> _Your tasks_
[1] Set down word for word the passage of the Fox earnings report that begins at the words "Will the recent" and stops after the words "the important catalysts.".
[2] Write the next part of the Fox earnings report, picking up right after its final sentence.

> _Text shown_
A month has gone by since the last earnings report for Fox (FOXA). Shares have added about 8% in that time frame, underperforming the S&P 500.

Will the recent positive trend continue leading up to its next earnings release, or is Fox due for a pullback? Before we dive into how investors and analysts have reacted as of late, let's take a quick look at the most recent earnings report in order to get a better handle on the important catalysts.

Fox Q1 Earnings Beat Estimates, Revenues Increase Y/Y

Fox Corporation reported first-quarter fiscal 2023 adjusted earnings of $1.21 per share, which beat the Zacks Consensus Estimate by 5.22%. The figure increased 9% year over year.

Revenues were up 4.8% year over year to $3.19 billion, which matched the consensus mark.

Affiliate fees (53.6% of revenues) rose 2.6% to $1.71 billion led by 6% growth at the Television segment. Meanwhile, advertising (38.2% of revenues) increased 8% to $1.22 billion, primarily due to higher political advertising revenues at the FOX Television Stations, continued strength in pricing across the company’s news and sports brands, and continued growth at TUBI.

Other revenues (8.2% of revenues) increased 5.2% from the year-ago quarter’s levels to $261 million, primarily due to higher FOX Nation subscription revenues.

> _Data supplied_
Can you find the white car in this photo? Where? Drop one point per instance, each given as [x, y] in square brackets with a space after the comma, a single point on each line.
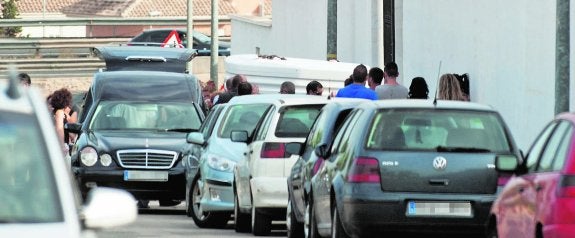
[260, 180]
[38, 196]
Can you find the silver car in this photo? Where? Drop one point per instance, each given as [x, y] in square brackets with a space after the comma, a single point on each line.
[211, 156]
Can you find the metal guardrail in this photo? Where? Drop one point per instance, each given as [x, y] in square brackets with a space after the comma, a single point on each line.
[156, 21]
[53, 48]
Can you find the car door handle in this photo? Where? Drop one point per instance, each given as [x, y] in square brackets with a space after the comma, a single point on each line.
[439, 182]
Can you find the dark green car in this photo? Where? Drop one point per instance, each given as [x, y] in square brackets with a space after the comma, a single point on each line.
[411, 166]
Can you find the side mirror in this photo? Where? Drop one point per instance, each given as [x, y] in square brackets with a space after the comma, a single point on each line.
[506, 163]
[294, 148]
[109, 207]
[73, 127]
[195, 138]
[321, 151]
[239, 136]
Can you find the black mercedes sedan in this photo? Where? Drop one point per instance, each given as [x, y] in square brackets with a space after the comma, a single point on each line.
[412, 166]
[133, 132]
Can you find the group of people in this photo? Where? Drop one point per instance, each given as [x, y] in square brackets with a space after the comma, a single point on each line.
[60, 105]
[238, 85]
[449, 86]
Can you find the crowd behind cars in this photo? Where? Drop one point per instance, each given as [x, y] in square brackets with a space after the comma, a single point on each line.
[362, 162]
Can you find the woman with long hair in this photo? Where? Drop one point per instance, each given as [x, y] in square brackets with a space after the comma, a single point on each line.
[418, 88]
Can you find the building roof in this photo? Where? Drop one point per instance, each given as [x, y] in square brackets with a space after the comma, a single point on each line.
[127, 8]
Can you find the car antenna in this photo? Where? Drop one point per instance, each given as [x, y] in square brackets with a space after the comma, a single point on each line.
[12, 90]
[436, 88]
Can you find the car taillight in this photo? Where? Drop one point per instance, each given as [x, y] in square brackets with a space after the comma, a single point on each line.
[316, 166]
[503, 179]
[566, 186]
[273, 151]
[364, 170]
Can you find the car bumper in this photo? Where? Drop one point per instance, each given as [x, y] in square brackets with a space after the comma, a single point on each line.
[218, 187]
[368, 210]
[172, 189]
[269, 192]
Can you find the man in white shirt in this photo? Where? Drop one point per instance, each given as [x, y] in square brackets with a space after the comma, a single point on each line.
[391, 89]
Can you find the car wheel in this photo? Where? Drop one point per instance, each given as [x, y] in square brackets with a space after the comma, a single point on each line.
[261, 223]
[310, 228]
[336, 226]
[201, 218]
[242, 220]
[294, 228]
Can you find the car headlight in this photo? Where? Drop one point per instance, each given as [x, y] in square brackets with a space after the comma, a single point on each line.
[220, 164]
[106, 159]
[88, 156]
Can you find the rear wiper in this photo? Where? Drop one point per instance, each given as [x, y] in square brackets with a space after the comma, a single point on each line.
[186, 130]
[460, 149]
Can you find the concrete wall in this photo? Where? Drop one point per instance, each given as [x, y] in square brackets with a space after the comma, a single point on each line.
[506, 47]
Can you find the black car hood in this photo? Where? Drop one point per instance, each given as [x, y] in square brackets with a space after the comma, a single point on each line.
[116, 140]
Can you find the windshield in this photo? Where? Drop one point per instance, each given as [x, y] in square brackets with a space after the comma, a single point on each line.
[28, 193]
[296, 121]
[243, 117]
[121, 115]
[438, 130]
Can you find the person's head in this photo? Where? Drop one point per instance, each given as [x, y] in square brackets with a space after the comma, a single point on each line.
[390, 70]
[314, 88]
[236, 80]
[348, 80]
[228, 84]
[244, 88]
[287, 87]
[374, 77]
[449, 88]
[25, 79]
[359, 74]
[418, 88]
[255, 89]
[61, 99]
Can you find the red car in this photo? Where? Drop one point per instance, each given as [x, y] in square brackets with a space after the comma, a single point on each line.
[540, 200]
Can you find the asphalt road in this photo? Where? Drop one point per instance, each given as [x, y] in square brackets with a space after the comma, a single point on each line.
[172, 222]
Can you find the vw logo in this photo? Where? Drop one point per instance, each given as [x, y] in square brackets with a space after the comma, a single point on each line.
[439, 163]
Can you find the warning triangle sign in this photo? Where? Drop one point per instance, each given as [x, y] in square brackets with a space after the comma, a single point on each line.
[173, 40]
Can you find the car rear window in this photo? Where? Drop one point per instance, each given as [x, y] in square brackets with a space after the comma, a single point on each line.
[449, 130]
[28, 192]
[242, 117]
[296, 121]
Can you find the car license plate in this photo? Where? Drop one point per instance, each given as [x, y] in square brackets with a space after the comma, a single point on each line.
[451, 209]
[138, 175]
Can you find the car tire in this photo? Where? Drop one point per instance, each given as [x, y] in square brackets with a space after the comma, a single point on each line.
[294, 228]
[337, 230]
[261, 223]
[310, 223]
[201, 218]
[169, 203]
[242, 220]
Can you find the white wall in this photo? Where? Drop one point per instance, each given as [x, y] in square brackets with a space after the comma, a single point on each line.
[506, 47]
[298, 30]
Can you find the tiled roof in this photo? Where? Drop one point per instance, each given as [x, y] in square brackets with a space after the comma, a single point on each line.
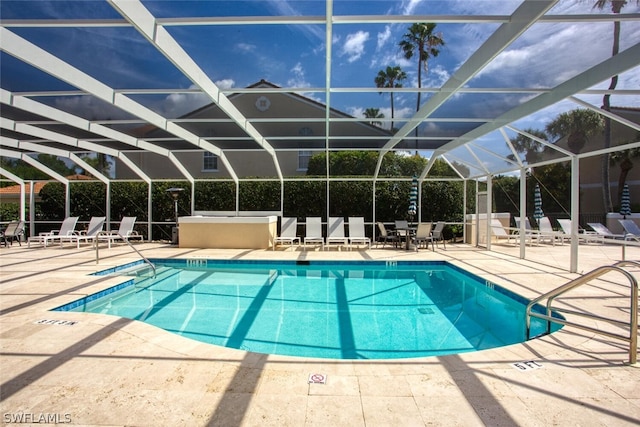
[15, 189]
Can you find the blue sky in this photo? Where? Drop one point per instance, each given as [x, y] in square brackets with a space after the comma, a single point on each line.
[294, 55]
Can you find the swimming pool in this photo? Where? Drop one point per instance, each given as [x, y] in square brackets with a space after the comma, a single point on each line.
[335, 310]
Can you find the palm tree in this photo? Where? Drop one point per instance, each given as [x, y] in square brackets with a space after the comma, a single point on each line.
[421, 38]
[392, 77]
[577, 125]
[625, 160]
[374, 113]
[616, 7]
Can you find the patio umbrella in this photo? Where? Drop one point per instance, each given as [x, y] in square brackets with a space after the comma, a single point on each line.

> _Responses in order_
[1]
Will the recent positive trend continue leading up to its next earnings release, or is Fox due for a pullback? Before we dive into how investors and analysts have reacted as of late, let's take a quick look at the most recent earnings report in order to get a better handle on the important catalysts.

[2]
Top-Line Details

Cable Network Programming (44.8% of revenues) revenues inched up 1.1% year over year to $1.43 billion. Advertising revenues increased 1.6%, primarily due to FOX News Media, where continued strength in linear pricing was partially offset by lower ratings and lower digital advertising revenues. In addition, advertising revenues associated with the national sports networks were lower in the quarter due to the absence of prior-year international soccer matches.

Revenues from Affiliate fees increased 0.3% year over year, primarily due to contractual price increases, partially offset by the impact of net subscriber declines. Other revenues increased 8.9% on a year-over-year basis, primarily due to higher FOX Nation subscription revenues.

Television (53.7% of revenues) revenues increased 8.4% from the year-ago quarter’s figure to $1.71 billion. Advertising revenues increased 10.5% year over year, primarily due to higher political advertising revenues at the FOX Television Stations, continued growth at TUBI and continued strength in pricing, partially offset by lower ratings, at the FOX Network. The FOX Network also benefitted from additional MLB broadcasts in the reported quarter.

Affiliate fees increased 6% year over year, driven by increases in fees from third-party FOX affiliates and higher average rates, partially offset by the impact of net subscriber declines, at the company’s owned and operated television stations.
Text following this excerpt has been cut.